=== Begin Enclosure ===
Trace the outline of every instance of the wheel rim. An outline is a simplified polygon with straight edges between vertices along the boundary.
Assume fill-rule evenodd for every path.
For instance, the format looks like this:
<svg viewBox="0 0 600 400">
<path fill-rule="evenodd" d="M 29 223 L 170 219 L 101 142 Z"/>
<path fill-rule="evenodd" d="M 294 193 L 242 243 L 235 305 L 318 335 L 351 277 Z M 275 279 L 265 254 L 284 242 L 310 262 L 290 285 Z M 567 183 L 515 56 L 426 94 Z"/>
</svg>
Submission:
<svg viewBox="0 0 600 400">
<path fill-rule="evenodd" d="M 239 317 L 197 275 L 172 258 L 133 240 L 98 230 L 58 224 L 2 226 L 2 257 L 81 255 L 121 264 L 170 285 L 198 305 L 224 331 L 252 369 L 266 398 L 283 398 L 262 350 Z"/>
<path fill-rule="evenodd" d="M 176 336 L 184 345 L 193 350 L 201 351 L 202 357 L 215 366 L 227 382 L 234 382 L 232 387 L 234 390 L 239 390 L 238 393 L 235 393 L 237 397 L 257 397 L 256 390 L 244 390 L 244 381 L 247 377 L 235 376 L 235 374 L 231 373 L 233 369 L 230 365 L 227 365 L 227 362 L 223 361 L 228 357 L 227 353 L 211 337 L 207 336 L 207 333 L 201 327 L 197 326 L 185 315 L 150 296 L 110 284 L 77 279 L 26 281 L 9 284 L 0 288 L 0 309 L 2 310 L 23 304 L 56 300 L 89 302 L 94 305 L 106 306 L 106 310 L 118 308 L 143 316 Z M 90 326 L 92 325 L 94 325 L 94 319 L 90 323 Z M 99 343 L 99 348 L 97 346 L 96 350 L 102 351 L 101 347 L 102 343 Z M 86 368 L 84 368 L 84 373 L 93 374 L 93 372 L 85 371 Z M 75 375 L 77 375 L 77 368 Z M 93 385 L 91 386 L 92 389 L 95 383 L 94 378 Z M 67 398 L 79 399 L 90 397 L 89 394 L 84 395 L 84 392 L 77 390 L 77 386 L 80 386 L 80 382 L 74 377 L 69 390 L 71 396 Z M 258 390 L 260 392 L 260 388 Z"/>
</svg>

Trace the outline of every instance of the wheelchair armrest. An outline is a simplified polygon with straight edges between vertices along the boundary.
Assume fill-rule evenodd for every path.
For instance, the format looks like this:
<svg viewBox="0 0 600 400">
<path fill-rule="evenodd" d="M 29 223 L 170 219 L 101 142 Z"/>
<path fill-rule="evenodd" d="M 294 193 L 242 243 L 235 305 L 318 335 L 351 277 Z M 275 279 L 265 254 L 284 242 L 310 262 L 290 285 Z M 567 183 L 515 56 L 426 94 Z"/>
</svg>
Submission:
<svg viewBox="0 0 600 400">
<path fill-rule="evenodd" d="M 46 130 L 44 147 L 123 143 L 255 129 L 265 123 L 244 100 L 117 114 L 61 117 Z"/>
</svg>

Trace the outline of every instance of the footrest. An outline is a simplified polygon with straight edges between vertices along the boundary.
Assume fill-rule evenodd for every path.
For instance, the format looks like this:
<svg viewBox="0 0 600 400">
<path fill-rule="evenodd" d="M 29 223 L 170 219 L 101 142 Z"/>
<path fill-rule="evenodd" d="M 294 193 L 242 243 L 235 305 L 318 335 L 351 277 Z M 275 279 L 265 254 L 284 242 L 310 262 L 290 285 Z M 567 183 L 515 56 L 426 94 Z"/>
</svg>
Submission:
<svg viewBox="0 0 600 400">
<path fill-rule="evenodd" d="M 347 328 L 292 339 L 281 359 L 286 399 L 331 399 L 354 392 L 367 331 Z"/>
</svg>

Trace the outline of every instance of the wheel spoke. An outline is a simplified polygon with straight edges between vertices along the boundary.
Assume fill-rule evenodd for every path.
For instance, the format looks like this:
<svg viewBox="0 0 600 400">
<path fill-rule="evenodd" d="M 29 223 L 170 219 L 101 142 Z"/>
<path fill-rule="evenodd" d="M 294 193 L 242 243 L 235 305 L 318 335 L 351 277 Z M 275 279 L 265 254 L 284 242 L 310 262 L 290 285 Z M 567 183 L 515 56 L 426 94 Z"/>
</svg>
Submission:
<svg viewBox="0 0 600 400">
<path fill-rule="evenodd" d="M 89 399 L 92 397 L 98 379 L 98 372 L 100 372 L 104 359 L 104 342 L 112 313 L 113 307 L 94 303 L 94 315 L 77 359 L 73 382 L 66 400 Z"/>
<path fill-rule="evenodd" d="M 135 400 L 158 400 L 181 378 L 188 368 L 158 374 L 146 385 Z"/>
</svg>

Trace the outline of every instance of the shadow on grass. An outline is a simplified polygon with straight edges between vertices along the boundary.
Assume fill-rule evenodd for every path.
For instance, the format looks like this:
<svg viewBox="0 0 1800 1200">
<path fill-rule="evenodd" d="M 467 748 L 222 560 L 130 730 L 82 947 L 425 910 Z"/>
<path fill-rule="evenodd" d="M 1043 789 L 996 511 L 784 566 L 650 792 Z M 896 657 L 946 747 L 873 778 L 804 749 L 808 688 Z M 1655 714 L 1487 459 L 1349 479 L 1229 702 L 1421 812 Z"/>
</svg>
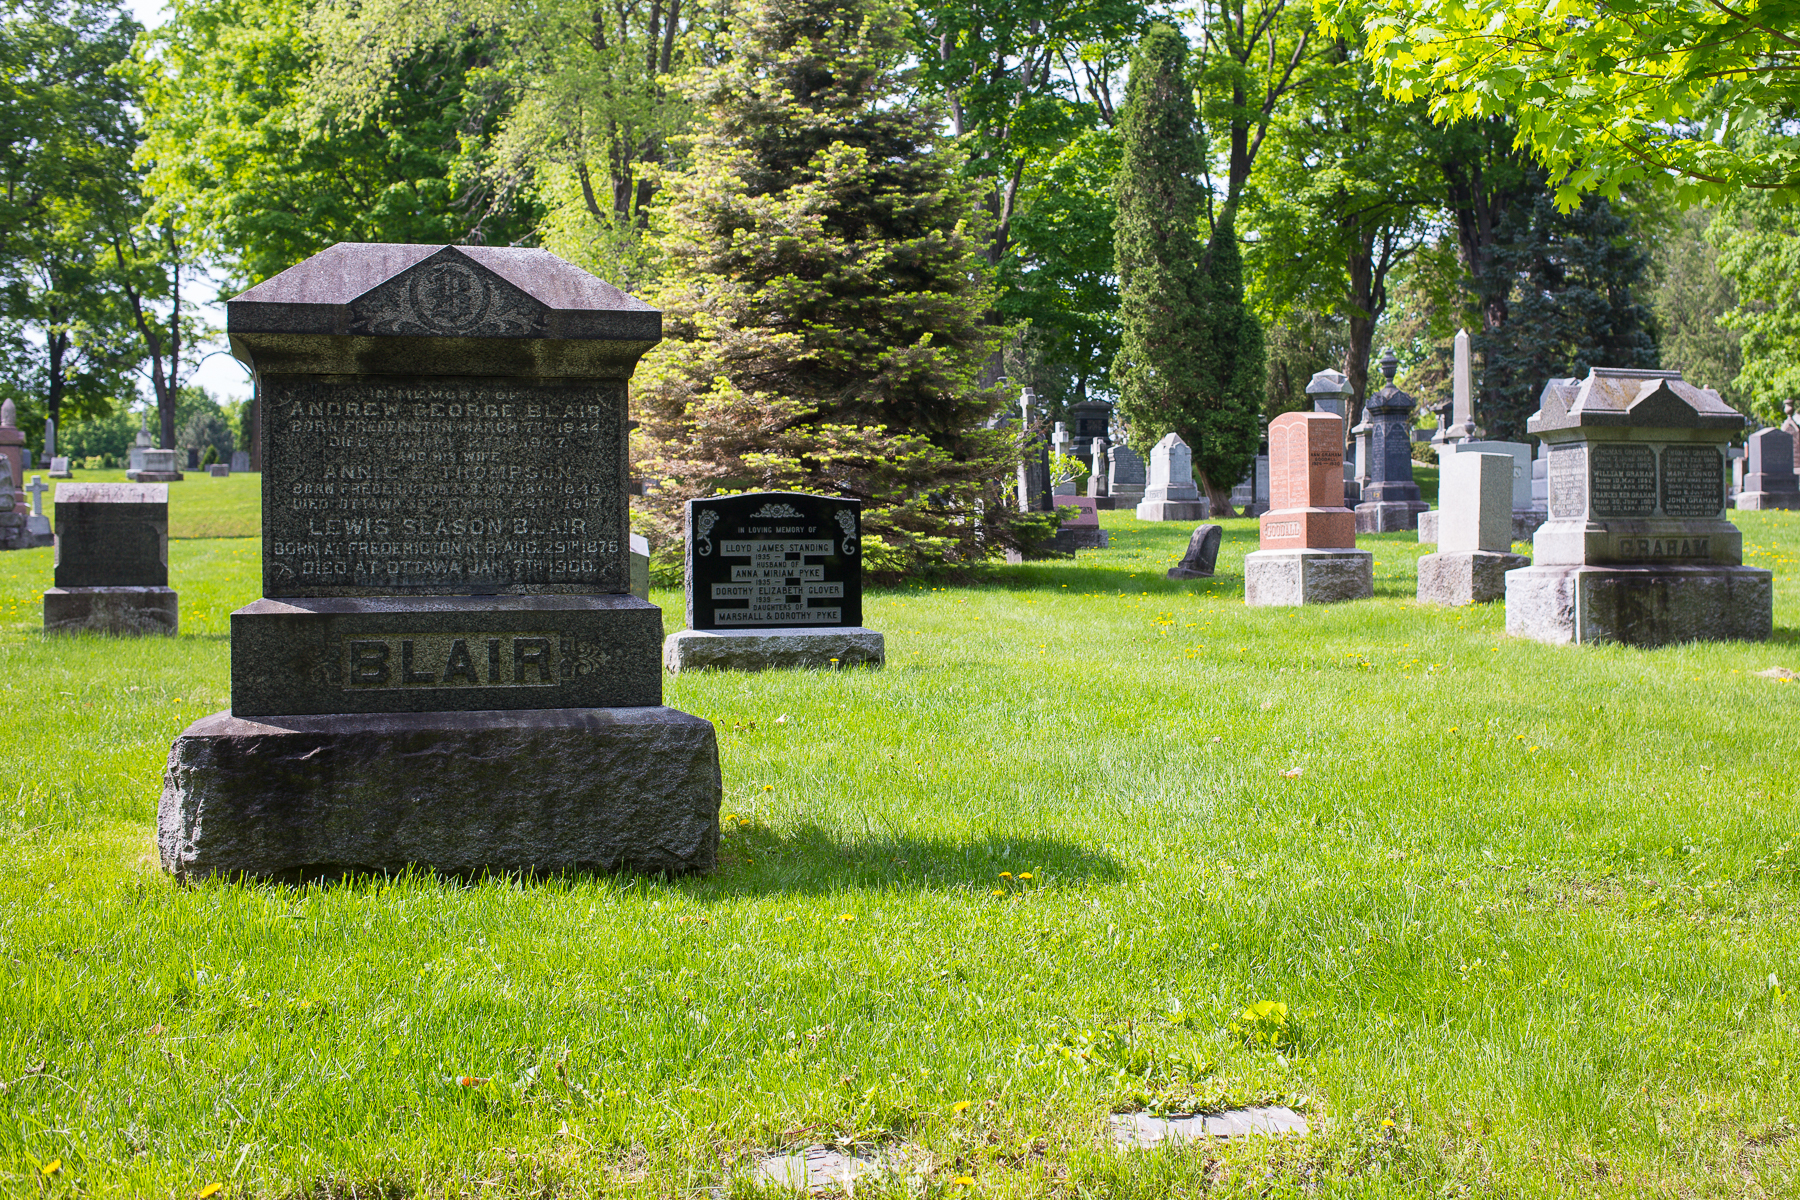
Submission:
=== End Enclosure ===
** Assigned task **
Only a number is expected in response: how many lines of the records above include the word "polygon".

** Exercise result **
5